[[ Source information, beginning ]]

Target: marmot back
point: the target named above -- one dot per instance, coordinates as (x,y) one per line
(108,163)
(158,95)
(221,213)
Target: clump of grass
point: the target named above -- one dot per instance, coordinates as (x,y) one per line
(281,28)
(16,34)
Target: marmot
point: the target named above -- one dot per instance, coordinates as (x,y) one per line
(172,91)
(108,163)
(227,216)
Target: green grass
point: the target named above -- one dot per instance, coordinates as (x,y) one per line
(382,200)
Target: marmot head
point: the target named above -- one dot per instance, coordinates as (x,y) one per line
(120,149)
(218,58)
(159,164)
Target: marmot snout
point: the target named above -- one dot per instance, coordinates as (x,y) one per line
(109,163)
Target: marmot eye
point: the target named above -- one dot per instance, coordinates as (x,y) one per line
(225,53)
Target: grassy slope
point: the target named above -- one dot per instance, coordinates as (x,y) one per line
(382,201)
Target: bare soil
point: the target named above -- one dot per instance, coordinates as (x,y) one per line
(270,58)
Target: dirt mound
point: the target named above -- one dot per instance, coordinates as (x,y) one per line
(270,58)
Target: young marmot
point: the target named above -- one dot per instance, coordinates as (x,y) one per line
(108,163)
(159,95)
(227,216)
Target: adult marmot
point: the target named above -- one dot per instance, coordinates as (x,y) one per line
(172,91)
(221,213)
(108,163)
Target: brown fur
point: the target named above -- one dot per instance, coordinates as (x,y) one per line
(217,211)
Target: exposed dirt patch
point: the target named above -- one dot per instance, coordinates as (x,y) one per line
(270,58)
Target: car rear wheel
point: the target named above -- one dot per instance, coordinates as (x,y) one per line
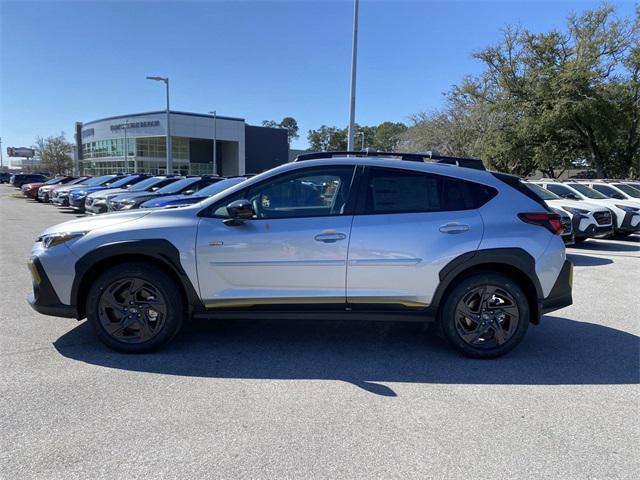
(135,308)
(485,315)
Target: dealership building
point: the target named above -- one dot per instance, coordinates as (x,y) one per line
(240,148)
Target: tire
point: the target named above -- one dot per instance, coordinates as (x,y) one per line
(504,324)
(135,307)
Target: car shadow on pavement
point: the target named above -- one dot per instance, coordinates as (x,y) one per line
(580,260)
(368,354)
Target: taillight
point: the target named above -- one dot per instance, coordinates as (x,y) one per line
(550,221)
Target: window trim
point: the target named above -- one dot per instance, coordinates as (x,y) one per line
(349,204)
(364,181)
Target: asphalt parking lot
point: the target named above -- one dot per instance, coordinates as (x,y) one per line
(258,399)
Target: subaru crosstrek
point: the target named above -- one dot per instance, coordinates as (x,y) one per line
(344,237)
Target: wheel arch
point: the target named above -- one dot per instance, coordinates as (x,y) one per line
(514,263)
(158,252)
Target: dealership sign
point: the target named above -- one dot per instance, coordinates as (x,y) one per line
(128,125)
(21,152)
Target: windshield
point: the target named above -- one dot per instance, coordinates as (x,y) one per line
(586,191)
(176,187)
(220,186)
(629,190)
(541,192)
(98,180)
(143,185)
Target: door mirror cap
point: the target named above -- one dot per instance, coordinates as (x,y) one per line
(239,211)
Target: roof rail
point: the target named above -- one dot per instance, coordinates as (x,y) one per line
(411,157)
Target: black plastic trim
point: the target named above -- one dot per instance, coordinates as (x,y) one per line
(45,300)
(560,295)
(159,249)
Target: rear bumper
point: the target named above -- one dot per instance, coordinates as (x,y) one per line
(560,295)
(44,298)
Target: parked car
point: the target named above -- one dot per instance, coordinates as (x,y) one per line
(45,192)
(474,250)
(61,195)
(20,179)
(188,185)
(97,202)
(78,196)
(626,214)
(616,190)
(182,200)
(587,219)
(30,190)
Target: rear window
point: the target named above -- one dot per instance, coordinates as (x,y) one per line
(404,191)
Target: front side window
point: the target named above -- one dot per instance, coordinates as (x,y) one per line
(403,191)
(309,193)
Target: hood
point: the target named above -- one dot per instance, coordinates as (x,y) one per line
(107,191)
(134,196)
(563,202)
(85,224)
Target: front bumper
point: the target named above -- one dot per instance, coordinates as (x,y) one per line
(77,203)
(44,298)
(630,223)
(560,295)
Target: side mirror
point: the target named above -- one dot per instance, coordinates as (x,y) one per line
(239,211)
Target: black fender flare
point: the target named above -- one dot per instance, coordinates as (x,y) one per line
(161,251)
(513,259)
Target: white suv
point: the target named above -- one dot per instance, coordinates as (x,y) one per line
(626,213)
(348,236)
(588,220)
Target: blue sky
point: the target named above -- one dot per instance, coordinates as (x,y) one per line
(78,61)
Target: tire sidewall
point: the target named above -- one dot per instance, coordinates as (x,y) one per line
(446,319)
(159,279)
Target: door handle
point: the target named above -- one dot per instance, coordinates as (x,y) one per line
(453,227)
(329,237)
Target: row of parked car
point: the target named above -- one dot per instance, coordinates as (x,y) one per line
(592,208)
(115,192)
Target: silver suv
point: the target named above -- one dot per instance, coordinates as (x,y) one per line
(336,235)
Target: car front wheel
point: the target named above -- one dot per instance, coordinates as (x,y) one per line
(135,307)
(485,315)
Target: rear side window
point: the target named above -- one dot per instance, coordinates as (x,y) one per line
(402,191)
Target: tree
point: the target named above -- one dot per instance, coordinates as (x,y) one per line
(288,123)
(548,100)
(54,153)
(327,139)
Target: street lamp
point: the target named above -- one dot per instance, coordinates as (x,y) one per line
(215,142)
(354,57)
(125,126)
(168,144)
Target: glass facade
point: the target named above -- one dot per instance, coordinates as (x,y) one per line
(107,156)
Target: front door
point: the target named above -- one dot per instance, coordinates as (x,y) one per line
(293,251)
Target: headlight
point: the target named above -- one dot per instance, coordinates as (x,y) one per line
(576,211)
(53,239)
(628,209)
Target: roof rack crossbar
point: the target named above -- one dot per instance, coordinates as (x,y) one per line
(411,157)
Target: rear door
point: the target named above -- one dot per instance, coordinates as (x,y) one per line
(408,225)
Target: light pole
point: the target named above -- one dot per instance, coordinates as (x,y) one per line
(215,142)
(125,126)
(354,57)
(168,143)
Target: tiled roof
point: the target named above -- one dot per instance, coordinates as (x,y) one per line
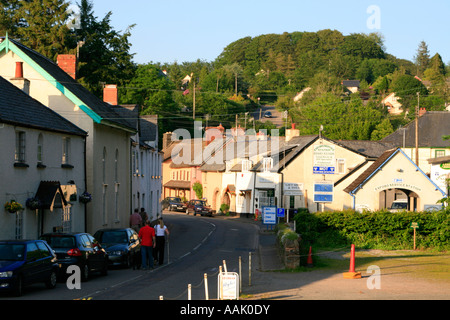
(366,174)
(18,108)
(433,125)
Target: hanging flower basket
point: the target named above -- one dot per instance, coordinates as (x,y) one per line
(33,203)
(13,206)
(85,197)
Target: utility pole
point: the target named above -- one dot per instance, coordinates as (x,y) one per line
(193,111)
(417,129)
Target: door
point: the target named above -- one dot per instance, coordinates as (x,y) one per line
(33,264)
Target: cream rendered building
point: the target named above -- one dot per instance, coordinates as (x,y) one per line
(394,171)
(108,142)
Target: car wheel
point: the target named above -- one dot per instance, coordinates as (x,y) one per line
(84,272)
(51,281)
(18,289)
(129,261)
(104,271)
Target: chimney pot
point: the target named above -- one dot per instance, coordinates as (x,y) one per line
(110,94)
(19,69)
(68,63)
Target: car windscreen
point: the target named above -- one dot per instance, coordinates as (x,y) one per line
(112,237)
(12,252)
(60,241)
(399,205)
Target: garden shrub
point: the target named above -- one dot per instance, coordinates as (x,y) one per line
(375,229)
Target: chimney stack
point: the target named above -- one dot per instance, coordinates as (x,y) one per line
(291,133)
(19,70)
(19,81)
(110,94)
(68,63)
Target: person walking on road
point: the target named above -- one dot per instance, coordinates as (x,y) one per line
(147,236)
(135,220)
(144,216)
(161,232)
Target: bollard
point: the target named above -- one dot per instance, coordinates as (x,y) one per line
(240,274)
(206,286)
(351,274)
(250,269)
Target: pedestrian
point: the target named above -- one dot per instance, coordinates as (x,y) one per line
(135,220)
(144,216)
(147,236)
(161,231)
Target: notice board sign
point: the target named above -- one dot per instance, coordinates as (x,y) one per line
(228,286)
(323,191)
(269,215)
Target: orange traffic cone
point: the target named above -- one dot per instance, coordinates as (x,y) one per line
(351,274)
(309,260)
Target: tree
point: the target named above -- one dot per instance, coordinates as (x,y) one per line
(152,90)
(383,129)
(406,88)
(9,20)
(105,56)
(422,58)
(40,25)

[[ Source information, end ]]

All lines in the records above that contain "sign" are to be reported.

Target: dealership sign
Target: notice board sign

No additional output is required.